Given records:
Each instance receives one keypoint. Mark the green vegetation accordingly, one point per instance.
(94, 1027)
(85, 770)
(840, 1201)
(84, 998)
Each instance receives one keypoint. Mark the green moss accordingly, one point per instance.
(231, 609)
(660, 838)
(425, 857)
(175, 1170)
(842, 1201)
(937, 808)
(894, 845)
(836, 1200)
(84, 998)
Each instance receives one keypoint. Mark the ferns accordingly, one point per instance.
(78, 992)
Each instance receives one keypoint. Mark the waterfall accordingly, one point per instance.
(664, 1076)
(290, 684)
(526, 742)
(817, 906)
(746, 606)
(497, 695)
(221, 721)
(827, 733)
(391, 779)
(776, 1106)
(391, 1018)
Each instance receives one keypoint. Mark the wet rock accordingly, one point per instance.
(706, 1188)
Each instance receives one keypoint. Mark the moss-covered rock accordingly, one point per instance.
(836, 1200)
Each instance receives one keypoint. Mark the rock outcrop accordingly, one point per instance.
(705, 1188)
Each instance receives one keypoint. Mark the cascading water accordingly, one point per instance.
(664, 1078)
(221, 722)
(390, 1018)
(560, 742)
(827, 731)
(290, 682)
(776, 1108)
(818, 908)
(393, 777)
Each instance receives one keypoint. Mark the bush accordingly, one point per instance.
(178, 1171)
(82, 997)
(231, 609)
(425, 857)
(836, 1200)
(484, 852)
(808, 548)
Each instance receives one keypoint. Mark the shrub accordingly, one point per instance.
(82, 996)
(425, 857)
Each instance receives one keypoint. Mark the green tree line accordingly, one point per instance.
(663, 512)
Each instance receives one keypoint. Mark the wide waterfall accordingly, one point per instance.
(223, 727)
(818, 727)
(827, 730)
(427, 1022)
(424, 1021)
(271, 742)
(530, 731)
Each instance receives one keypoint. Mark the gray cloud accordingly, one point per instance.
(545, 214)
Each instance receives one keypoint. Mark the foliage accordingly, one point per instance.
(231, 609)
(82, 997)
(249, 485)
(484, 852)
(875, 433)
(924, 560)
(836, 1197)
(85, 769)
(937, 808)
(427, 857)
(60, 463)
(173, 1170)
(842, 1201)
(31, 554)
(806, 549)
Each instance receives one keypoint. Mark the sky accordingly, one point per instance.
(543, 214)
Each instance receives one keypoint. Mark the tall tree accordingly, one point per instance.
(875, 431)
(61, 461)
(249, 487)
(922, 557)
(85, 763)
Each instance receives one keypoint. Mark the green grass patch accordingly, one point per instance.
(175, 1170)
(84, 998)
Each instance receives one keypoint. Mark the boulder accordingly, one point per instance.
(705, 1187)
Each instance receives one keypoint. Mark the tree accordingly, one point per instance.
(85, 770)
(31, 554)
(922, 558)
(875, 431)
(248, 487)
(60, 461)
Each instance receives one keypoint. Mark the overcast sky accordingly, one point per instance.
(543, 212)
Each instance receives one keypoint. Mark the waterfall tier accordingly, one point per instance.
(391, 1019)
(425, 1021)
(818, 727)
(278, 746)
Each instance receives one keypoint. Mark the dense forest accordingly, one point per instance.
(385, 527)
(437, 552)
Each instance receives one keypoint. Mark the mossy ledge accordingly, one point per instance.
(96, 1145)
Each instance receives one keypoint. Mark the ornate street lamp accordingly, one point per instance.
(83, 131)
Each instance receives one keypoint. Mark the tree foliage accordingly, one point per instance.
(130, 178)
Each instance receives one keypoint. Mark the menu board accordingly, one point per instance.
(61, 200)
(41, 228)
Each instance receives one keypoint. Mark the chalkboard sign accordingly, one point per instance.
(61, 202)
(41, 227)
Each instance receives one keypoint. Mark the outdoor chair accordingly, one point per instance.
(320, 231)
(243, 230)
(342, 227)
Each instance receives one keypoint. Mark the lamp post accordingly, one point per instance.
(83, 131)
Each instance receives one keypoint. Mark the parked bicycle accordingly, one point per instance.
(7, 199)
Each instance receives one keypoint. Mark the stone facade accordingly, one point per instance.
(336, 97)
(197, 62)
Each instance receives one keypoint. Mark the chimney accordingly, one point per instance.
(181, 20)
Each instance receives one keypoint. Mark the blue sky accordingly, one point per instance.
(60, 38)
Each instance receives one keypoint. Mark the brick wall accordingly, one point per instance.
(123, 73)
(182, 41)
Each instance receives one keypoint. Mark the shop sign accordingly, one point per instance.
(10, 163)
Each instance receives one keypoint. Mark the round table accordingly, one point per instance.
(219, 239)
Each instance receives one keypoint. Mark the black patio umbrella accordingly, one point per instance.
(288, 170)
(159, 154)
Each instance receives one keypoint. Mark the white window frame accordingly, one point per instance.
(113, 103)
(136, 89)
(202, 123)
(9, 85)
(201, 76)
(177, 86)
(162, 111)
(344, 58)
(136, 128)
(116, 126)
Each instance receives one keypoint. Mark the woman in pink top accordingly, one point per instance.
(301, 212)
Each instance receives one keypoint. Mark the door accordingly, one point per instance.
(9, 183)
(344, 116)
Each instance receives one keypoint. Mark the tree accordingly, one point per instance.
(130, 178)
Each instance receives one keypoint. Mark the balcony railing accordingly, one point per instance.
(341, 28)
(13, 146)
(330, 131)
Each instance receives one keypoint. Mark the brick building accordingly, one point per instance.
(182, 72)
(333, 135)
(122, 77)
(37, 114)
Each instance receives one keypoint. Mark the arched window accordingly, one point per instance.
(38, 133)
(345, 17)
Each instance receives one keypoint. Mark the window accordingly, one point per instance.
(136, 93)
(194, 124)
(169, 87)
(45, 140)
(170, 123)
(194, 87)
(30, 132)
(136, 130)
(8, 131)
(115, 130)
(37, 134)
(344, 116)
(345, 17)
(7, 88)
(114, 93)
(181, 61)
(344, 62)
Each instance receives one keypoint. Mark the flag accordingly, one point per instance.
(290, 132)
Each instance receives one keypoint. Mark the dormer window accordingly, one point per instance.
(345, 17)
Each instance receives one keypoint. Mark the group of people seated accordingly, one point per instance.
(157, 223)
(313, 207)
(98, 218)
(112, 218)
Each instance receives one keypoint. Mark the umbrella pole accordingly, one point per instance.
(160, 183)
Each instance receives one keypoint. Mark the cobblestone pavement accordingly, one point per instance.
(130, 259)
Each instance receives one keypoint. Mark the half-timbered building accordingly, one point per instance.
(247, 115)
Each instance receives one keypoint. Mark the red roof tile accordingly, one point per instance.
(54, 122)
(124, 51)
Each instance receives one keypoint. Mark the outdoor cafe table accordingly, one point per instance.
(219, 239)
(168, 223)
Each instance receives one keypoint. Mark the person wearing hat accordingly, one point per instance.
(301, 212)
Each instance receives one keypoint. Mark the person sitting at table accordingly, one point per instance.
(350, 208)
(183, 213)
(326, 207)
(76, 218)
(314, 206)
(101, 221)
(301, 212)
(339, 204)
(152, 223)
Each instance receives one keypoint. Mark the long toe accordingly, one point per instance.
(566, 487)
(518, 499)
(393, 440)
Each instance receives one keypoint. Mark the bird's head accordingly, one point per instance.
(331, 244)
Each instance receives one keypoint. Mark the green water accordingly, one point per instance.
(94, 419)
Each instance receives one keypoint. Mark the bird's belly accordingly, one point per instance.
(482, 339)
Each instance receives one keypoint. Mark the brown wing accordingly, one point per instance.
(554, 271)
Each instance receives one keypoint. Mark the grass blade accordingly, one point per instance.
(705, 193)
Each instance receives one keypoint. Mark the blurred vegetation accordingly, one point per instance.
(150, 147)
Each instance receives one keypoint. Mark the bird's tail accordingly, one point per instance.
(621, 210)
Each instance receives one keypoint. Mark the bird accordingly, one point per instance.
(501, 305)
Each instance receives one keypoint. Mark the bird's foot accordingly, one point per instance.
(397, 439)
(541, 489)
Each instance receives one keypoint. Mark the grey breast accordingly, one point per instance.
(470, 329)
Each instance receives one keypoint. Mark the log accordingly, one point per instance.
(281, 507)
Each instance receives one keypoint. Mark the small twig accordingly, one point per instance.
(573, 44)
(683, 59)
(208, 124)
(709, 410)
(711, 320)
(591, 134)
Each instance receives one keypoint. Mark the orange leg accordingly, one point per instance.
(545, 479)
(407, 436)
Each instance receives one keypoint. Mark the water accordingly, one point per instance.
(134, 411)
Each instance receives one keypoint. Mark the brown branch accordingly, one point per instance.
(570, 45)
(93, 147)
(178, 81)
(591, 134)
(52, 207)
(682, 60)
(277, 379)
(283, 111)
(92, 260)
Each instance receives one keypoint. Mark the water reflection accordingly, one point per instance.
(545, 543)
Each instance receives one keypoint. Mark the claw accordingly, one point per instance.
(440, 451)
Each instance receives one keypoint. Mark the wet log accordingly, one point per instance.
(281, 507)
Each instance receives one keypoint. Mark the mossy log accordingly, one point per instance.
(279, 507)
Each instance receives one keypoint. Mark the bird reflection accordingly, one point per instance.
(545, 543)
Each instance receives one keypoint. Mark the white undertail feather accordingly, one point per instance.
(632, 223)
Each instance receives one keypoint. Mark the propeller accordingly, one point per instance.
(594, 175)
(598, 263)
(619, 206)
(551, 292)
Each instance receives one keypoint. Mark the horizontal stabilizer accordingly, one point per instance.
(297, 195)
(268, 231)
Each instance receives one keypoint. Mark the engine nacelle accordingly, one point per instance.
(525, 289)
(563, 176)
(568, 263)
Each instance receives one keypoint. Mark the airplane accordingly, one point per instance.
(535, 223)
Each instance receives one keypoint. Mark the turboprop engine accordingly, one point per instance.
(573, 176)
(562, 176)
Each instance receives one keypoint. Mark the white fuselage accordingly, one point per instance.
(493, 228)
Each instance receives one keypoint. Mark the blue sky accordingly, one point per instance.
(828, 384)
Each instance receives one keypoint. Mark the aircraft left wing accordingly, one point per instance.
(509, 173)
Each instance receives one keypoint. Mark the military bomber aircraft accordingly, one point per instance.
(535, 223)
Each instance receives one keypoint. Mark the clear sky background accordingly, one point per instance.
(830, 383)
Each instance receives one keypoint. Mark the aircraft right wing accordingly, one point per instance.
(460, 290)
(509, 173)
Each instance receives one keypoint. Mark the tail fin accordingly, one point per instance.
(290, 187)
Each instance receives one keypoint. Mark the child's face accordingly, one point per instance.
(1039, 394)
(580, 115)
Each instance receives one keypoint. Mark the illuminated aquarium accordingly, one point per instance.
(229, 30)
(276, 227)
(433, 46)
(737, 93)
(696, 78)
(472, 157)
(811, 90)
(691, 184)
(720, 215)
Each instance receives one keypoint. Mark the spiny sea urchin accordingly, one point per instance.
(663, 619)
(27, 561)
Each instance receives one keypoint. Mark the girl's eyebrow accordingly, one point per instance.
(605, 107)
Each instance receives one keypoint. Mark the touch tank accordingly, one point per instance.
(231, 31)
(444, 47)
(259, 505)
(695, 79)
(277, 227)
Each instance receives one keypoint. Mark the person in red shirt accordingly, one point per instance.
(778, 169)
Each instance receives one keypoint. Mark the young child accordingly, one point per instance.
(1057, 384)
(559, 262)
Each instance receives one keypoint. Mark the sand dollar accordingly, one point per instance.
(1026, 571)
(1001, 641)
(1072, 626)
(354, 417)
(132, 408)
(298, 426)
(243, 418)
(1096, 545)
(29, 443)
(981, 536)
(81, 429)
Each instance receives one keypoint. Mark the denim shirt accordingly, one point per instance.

Work required: Every line from the one containing "Each instance receives one keypoint. Mark the tail" through the end of the data must be repeated exactly, and no other line.

Solution for this problem:
Each instance receives one keypoint. Mark the tail fin accordingly, one point per instance.
(290, 187)
Each instance receives one keypoint. Mark the child's face accordingly, one point per instance.
(1039, 394)
(580, 115)
Each instance receives one keypoint. Mark the illuminated aquarium accordingly, one point per instance.
(229, 30)
(276, 227)
(433, 46)
(737, 93)
(696, 78)
(472, 157)
(811, 90)
(691, 184)
(720, 215)
Each instance receives one keypoint. Mark the spiny sea urchin accordingly, one point per instance.
(663, 619)
(27, 561)
Each instance receives one keypoint. Mark the girl's eyebrow accordingly, one point per instance.
(605, 107)
Each instance receives one keypoint. Mark the touch tank accordingly, one point per instance.
(231, 31)
(444, 47)
(259, 505)
(695, 79)
(277, 227)
Each instance receives one keypoint. Mark the person in red shirt accordingly, one point per instance.
(778, 169)
Each instance receives one keypoint. Mark the young child accordingly, one point per instance.
(1057, 384)
(559, 262)
Each instance receives one keypoint. Mark the sand dollar accordingly, one point per instance.
(1026, 571)
(1001, 641)
(1072, 626)
(354, 417)
(132, 408)
(298, 426)
(243, 418)
(1096, 545)
(29, 443)
(981, 536)
(81, 429)
Each instance receives one keypoint. Mark the denim shirt accordingly, one point per instance.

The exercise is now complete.